**DOCUMENT PASSAGE**
━━━━━━━━━━

Posted by Daniel Burke at 10:10 am

Wednesday, June 16, 2010
Wednesday’s roundup
Retiring Los Angeles Cardinal Roger Mahony defended his decision in 1986 not to report a predatory priest to police, saying such decisions were handled "pastorally" at the time, in a deposition that was unsealed yesterday (Mahony had fought to keep the document from public view).
The White House finally filled the vacant Ambassador-at-Large position for international religious freedom, naming New York pastor Suzan Johnson Cook to the post; we'll have more on that later today. Speaking of religious freedom, a Kentucky farmer is under fire for his roadside billboards that carry religious messages but may run afoul of Lady Bird Johnson's Federal Beautification Act.
A Vatican envoy is in Cuba, pressing for religious freedom reforms, and NPR looks at the Catholic Church's growing influence on the island nation. Changing demographics in the U.S. Catholic Church are leading to the emergence of new theological voices, scholars say.
The Southern Baptists are meeting in Orlando, and they're trying to broaden their appeal north of the Mason-Dixon Line and west of Texas. A Baptist pastor in South Dakota (maybe broadening their appeal is working after all) is trying to pick a fight with the IRS by openly endorsing a candidate for governor.
In the category of Analogies That Aren't Helpful, California gubernatorial hopeful Jerry Brown is under fire for comparing GOP rival Meg Whitman's media saturation to Nazi propaganda. There's a campaign flap in Utah over a flyer that featured two candidates with a photo of a Mormon temple, asking the question: "Which candidate really has Utah values?"
WaPo, fascinated by that giant Jesus statue that went up in flames in Ohio the other day, looks at the history of divinely inspired lightning strikes. Kudos on the lede: "It appears God has sacrificed his only son. Again."
Norwegian judges will be allowed to wear religious garb -- headscarves for Muslims, or native Sami (Lapp) costumes -- in the courtroom, but could be recused from the case if lawyers object. A Muslim couple in Uganda has been sent to jail on charges of having sex inside a church.
A Berlin court said a same-sex marriage performed in Canada is only a civil partnership in Germany, while Iceland approved gay marriage in a 49-0 vote (they also have a lesbian prime minister).
Human Rights Watch wants Iraqi Kurds to end the practice of female circumcision. Somali militants are trying to keep people from watching the World Cup, worried that it might distract them from jihad. French police have cancelled a planned street party in a heavily Muslim neighborhood that was going to serve wine and pork sausages. Oops.
Posted by Kevin Eckstrom at 8:44 am

Tuesday, June 15, 2010
Tuesday’s roundup
The federal judge who will decide the constitutionality of
California's ban on gay marriage wants lawyers to discuss the meaning
of "choice" in sexual orientation in closing arguments on Wednesday,
according to the AP.

━━━━━━━━━━

**SUPPLIED ENTRIES**
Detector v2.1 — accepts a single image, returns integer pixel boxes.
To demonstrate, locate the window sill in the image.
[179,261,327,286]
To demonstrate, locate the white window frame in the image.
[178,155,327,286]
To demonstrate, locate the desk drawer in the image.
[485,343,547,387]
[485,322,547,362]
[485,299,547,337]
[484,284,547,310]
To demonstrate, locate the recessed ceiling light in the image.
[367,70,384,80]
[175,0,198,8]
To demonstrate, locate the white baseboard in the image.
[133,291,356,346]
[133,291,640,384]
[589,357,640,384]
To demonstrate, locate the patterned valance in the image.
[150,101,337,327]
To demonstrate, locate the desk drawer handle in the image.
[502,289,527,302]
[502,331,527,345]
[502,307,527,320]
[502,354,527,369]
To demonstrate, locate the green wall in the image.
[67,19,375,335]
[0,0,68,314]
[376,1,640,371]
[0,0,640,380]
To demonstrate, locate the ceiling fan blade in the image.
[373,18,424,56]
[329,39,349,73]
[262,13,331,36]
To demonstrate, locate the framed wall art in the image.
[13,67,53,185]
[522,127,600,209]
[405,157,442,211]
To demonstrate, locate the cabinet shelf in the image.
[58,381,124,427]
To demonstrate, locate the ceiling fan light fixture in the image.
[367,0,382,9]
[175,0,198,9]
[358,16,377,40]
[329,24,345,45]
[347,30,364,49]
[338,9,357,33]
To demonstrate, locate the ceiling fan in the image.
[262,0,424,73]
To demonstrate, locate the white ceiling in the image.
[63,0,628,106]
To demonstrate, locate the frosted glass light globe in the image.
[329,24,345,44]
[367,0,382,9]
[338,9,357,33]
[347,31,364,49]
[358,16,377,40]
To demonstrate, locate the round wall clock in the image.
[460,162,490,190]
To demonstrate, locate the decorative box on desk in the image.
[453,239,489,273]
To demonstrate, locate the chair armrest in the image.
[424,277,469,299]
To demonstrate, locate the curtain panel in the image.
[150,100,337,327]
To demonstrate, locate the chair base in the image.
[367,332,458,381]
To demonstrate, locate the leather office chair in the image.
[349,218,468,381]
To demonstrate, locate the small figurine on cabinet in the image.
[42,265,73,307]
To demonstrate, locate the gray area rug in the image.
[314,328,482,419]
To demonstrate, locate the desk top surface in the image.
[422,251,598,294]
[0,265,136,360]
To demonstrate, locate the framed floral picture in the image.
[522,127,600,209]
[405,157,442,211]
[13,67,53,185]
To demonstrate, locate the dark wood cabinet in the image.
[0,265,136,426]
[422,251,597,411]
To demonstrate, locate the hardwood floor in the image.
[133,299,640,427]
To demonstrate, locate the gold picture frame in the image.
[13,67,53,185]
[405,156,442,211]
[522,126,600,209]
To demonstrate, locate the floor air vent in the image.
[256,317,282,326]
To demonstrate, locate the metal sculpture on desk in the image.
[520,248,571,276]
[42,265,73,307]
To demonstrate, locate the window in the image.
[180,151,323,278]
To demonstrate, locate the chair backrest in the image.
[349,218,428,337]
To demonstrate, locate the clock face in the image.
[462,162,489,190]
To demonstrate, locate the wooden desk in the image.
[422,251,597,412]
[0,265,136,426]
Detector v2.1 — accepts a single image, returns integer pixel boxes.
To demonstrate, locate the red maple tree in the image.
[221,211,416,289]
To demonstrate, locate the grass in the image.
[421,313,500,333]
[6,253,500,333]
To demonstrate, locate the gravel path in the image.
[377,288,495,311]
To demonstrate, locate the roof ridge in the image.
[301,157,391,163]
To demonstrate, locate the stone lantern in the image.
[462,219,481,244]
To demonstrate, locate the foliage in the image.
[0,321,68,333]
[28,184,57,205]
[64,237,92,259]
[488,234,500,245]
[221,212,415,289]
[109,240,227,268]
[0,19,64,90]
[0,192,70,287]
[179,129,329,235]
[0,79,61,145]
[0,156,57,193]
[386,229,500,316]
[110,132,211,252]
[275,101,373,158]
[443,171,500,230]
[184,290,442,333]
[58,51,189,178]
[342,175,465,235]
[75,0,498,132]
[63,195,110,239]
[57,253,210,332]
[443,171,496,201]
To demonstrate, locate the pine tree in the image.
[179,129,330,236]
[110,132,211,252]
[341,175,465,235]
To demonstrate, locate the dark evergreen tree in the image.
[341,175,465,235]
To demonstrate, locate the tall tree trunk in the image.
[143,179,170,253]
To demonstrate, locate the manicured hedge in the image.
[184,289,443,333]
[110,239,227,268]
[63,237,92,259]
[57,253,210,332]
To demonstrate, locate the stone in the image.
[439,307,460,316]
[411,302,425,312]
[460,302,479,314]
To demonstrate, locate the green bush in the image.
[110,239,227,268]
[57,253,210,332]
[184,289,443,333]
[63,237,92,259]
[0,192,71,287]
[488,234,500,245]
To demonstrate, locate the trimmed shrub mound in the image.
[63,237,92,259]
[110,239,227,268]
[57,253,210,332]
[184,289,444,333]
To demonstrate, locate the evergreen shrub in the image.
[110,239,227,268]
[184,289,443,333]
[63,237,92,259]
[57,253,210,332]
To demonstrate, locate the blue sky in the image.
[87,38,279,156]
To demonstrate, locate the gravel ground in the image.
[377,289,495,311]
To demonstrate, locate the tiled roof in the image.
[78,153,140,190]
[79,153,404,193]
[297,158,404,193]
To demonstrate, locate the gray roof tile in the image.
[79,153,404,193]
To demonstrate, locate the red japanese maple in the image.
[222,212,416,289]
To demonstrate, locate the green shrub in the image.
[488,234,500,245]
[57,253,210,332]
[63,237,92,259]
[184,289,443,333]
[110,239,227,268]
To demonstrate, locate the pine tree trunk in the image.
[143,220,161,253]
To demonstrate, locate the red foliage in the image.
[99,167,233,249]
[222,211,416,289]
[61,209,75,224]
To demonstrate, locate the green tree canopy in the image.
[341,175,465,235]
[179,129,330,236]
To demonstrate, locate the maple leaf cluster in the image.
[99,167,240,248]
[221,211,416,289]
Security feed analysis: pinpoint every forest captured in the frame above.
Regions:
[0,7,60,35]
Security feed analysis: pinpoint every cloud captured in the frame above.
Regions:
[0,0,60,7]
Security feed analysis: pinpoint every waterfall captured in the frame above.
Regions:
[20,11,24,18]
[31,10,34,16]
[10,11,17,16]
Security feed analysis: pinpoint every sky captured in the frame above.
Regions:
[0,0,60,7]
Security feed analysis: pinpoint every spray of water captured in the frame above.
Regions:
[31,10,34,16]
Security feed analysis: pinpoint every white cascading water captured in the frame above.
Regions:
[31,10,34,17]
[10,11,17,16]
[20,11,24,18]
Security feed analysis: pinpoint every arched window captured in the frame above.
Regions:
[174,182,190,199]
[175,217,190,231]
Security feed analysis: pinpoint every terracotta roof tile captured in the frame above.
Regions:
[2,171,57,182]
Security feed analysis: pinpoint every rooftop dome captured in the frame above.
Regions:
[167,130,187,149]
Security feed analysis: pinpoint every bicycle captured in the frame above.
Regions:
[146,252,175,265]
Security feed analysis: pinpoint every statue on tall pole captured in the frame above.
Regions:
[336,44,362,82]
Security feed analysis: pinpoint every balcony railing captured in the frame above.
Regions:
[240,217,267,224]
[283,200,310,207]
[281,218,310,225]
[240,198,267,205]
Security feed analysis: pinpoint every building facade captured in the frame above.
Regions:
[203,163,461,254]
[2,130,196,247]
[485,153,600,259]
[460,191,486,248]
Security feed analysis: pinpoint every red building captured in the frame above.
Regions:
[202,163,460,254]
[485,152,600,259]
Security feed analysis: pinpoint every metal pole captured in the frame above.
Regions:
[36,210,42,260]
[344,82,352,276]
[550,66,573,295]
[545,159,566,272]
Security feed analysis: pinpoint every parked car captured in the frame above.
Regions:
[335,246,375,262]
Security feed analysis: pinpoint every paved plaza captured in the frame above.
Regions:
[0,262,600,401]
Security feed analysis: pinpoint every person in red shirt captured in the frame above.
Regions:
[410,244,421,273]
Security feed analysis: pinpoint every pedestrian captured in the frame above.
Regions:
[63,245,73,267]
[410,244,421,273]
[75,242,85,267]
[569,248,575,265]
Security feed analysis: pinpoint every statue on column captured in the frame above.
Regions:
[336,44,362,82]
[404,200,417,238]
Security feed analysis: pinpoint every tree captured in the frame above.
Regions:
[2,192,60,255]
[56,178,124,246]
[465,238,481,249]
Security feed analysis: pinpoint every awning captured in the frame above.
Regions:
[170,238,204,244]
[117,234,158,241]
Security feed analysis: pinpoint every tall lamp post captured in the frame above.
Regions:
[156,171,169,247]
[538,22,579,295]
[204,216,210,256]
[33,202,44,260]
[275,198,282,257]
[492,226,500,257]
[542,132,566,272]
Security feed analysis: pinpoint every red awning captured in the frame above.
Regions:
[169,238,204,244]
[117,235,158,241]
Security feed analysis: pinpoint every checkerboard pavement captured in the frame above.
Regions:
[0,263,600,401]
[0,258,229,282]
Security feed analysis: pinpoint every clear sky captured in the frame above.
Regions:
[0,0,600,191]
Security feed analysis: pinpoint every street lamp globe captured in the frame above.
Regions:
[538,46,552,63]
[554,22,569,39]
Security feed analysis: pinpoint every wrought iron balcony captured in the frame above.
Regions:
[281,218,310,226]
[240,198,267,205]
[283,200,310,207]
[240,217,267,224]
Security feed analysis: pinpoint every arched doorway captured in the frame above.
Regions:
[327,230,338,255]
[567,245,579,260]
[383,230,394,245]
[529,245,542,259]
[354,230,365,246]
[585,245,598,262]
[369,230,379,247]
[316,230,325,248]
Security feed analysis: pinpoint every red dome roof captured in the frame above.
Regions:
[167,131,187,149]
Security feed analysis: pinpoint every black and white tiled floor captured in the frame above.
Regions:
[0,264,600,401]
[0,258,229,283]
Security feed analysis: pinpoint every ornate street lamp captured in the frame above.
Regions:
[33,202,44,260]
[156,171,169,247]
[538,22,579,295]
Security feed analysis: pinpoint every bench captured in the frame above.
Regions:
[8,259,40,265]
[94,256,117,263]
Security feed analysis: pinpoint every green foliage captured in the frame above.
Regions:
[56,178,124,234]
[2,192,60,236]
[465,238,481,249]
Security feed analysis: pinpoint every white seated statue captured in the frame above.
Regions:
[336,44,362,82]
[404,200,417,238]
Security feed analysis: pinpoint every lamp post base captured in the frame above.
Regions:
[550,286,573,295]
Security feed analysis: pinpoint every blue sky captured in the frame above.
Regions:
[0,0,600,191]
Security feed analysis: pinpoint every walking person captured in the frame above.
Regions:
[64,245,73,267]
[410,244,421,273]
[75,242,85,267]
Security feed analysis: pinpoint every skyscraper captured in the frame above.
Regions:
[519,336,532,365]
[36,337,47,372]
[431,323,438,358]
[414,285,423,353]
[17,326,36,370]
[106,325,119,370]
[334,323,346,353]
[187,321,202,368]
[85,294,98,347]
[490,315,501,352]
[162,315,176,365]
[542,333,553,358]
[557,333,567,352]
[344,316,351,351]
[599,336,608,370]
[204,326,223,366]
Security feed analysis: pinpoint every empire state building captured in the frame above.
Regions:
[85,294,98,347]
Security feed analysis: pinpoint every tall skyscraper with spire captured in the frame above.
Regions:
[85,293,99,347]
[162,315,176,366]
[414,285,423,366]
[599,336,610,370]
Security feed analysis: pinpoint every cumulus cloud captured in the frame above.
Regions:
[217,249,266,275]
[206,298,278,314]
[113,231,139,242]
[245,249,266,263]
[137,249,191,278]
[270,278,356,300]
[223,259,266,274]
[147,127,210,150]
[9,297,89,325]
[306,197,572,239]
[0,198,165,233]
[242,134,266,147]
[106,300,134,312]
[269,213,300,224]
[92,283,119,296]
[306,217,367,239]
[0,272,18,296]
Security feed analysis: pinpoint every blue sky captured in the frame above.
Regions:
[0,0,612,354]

━━━━━━━━━━

**WHAT TO WORK ON**
Rewrite the news roundup, starting with "Wednesday, June 16, 2010" and going on through "Federal Beautification Act.", and replace "roadside billboards" with "highway billboards". Use only the news roundup to respond.

**EXERCISE ANSWER**
Wednesday, June 16, 2010
Wednesday’s roundup
Retiring Los Angeles Cardinal Roger Mahony defended his decision in 1986 not to report a predatory priest to police, saying such decisions were handled "pastorally" at the time, in a deposition that was unsealed yesterday (Mahony had fought to keep the document from public view).
The White House finally filled the vacant Ambassador-at-Large position for international religious freedom, naming New York pastor Suzan Johnson Cook to the post; we'll have more on that later today. Speaking of religious freedom, a Kentucky farmer is under fire for his highway billboards that carry religious messages but may run afoul of Lady Bird Johnson's Federal Beautification Act.